Task requirements:
Print the data that follows, exactly and completely.

Records for the exercise:
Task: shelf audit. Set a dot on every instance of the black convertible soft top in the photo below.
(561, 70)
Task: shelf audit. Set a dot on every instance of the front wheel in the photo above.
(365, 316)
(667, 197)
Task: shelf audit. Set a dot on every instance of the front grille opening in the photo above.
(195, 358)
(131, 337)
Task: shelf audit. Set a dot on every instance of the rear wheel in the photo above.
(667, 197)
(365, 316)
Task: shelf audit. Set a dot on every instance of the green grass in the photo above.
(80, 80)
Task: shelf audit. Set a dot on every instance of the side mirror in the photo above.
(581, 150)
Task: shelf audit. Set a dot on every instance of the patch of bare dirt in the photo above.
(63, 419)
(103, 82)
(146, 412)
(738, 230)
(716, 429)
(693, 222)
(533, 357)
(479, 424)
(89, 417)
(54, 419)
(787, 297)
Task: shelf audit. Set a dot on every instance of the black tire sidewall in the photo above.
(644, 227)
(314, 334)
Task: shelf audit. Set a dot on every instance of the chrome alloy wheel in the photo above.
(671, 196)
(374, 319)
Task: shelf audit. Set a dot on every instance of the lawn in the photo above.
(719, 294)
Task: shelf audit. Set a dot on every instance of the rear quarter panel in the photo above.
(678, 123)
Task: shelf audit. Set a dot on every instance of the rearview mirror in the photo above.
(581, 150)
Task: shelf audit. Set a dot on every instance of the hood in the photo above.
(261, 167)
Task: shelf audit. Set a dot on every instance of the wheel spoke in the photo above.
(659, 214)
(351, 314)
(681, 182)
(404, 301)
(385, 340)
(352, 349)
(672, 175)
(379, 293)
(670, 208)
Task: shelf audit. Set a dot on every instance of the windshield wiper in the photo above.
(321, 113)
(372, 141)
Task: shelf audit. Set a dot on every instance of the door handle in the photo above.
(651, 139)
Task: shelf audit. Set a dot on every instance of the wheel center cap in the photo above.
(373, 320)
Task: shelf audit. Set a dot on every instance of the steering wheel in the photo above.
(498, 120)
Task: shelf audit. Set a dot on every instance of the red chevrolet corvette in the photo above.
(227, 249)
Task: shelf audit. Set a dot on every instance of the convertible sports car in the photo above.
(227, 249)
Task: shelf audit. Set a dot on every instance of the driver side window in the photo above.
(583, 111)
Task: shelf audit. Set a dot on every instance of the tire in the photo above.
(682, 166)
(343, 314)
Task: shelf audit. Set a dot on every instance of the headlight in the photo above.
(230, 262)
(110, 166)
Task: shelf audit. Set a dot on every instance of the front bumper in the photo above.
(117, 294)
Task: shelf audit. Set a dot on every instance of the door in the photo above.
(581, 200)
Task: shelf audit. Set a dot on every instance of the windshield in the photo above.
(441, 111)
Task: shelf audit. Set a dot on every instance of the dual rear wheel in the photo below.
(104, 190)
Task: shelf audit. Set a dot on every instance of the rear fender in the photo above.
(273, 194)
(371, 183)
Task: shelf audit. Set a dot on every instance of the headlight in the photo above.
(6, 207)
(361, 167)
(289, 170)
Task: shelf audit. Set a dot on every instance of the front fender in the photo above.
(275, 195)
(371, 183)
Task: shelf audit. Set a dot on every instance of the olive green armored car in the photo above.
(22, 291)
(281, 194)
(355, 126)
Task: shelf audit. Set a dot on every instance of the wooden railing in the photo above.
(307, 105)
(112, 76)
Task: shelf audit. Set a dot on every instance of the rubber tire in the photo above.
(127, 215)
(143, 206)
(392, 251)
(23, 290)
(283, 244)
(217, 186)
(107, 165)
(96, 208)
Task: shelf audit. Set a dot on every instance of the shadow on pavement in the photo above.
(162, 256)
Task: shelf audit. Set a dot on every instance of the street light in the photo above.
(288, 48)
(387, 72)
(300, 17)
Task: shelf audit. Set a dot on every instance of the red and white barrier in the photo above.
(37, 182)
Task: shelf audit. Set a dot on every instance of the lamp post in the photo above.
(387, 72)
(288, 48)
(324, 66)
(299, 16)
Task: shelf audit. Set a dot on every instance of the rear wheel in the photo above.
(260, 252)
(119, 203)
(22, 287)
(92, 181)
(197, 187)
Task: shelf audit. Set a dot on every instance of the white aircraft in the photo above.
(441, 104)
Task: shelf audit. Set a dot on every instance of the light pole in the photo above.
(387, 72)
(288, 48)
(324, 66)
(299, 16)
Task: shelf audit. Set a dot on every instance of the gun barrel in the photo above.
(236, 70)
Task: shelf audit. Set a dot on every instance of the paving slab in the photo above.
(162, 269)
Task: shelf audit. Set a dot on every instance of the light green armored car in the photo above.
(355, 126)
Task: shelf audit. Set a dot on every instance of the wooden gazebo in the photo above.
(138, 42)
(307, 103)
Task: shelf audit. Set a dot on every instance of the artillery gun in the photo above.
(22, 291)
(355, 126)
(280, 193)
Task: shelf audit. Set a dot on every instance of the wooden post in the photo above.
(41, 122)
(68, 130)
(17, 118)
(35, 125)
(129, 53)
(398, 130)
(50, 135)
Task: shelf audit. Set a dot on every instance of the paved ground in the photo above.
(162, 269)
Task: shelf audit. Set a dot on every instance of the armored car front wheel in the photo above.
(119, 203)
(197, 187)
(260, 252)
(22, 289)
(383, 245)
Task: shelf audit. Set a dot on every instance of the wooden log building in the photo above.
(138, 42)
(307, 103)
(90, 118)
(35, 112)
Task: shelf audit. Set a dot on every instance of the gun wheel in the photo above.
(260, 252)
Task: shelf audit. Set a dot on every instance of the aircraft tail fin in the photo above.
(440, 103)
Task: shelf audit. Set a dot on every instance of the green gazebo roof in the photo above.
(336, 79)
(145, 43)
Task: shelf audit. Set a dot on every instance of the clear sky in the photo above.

Solution:
Task: shelf audit. Set a dot on every instance of the black convertible soft top in the photo below.
(561, 70)
Task: shelf audit. Set a dot on every instance of the front wheel in the photo above.
(365, 316)
(667, 197)
Task: shelf audit. Set a dot on every instance of the front grille opening in the photo above.
(195, 358)
(131, 337)
Task: shelf audit. Set a dot on every instance of the rear wheel in the photo above.
(667, 197)
(365, 316)
Task: shelf audit. Set a dot on every instance of the green grass in the photo above.
(80, 80)
Task: shelf audit. Set a dot on every instance of the side mirror in the photo above.
(581, 150)
Task: shelf audit. Set a dot on every instance of the patch of bare dirt in the photo above.
(63, 419)
(103, 82)
(146, 412)
(738, 230)
(716, 429)
(693, 222)
(533, 357)
(479, 424)
(89, 417)
(54, 419)
(787, 297)
Task: shelf audit. Set a dot on every instance of the black tire sidewall in the photo above.
(644, 227)
(314, 334)
Task: shelf audit. Set a dot on every instance of the chrome alloy wheel in the photo above.
(671, 196)
(374, 319)
Task: shelf audit. Set a dot on every instance of the lawn in the photo above.
(719, 294)
Task: shelf audit. Set a dot on every instance of the rear quarter panel in the photo above.
(678, 123)
Task: shelf audit. Set a dot on every instance of the rearview mirror in the photo above.
(581, 150)
Task: shelf audit. Set a dot on every instance of the hood in the photo above.
(261, 167)
Task: shelf audit. Set a dot on every instance of the wheel spoke in the photo above.
(659, 214)
(351, 314)
(681, 182)
(404, 301)
(385, 340)
(352, 349)
(672, 175)
(379, 293)
(670, 208)
Task: shelf audit. Set a dot on every instance of the windshield wiper in the photo above.
(321, 113)
(372, 141)
Task: shelf audit. Set a dot on every instance of the door handle in the photo above.
(651, 139)
Task: shelf audit. Set a dot on every instance of the wheel center cap in the photo above.
(373, 320)
Task: shelf audit. Set a dot on every instance of the steering wheel in the photo above.
(498, 120)
Task: shelf audit. Set a dot on every instance of the red chevrolet corvette in the photo above.
(227, 249)
Task: shelf audit. Set a dot on every instance of the convertible sports car in the photo above.
(227, 249)
Task: shelf audit. Set a dot on every instance of the driver side window in the photo above.
(583, 111)
Task: shelf audit. Set a dot on every instance of the tire in the photo above.
(682, 166)
(343, 314)
Task: shelf audit. Set a dot on every instance of the headlight in the photo above.
(230, 262)
(110, 166)
Task: shelf audit. Set a dot on every instance of the front bumper in the photo above.
(117, 294)
Task: shelf audit. Set a dot on every instance of the door in the photo above.
(581, 200)
Task: shelf audit. Set a dot on every instance of the windshield in the photo above.
(441, 111)
Task: shelf audit. Set a dot on every instance of the dual rear wheel in the photo below.
(104, 190)
Task: shelf audit. Set a dot on every instance of the rear fender in the photo above.
(273, 194)
(371, 183)
Task: shelf audit. Set a dot on every instance of the headlight in the photo above.
(6, 207)
(361, 167)
(289, 170)
Task: shelf audit. Set a dot on every instance of the front fender in the photo above.
(275, 195)
(371, 183)
Task: shelf audit. Set a dot on every instance of the olive green armored car in the photo above.
(22, 291)
(281, 194)
(355, 126)
Task: shelf audit. Set a dot on every instance of the wooden railing in the photo above.
(307, 105)
(112, 76)
Task: shelf audit. Set a dot on every instance of the rubber tire in the photo above.
(127, 215)
(143, 206)
(392, 251)
(23, 290)
(283, 244)
(217, 186)
(107, 165)
(96, 208)
Task: shelf audit. Set a dot on every instance of the shadow on pavement in the photo above.
(162, 256)
Task: shelf audit. Set a dot on every instance of the street light in the photo above.
(288, 48)
(387, 72)
(300, 17)
Task: shelf audit. Set a dot on every instance of the red and white barrier in the photo above.
(37, 182)
Task: shelf audit. Set a dot on every instance of the lamp post in the photo above.
(387, 72)
(288, 48)
(324, 66)
(299, 16)
Task: shelf audit. Set a dot on every instance of the rear wheel in the photo above.
(260, 252)
(119, 203)
(22, 287)
(92, 181)
(197, 187)
Task: shelf audit. Set a dot on every instance of the white aircraft in the photo above.
(441, 104)
Task: shelf audit. Set a dot on every instance of the light pole in the photo above.
(387, 72)
(288, 48)
(324, 66)
(299, 16)
Task: shelf audit. Set a dot on every instance of the gun barrel in the photo above.
(236, 70)
Task: shelf audit. Set a dot on every instance of the paving slab in the photo above.
(162, 269)
Task: shelf audit. Set a dot on every instance of the light green armored car in the photo above.
(355, 126)
Task: shelf audit. Set a dot on every instance of the wooden gazebo in the photo above.
(138, 42)
(307, 103)
Task: shelf audit. Set a dot on every instance of the artillery gun in the photo above.
(22, 291)
(355, 126)
(280, 193)
Task: shelf audit. Set a dot on every instance of the wooden post in the photo above.
(41, 122)
(68, 130)
(17, 118)
(35, 125)
(129, 53)
(398, 130)
(50, 135)
Task: shelf audit. Set a dot on every instance of the paved ground in the photo above.
(162, 269)
Task: shelf audit. Set a dot on every instance of the armored car front wheel in the photo above.
(119, 203)
(197, 187)
(260, 252)
(22, 289)
(383, 245)
Task: shelf audit. Set a dot on every instance of the wooden log building in the photo above.
(138, 42)
(307, 103)
(90, 118)
(35, 112)
Task: shelf audit. Set a dot on every instance of the gun wheel in the photo above.
(260, 252)
Task: shelf audit. Set a dot on every instance of the aircraft tail fin in the photo above.
(440, 103)
Task: shelf audit. Set a dot on every instance of the green gazebo roof in the photo above.
(336, 79)
(145, 43)
Task: shelf audit. Set a dot on every instance of the clear sky in the photo above.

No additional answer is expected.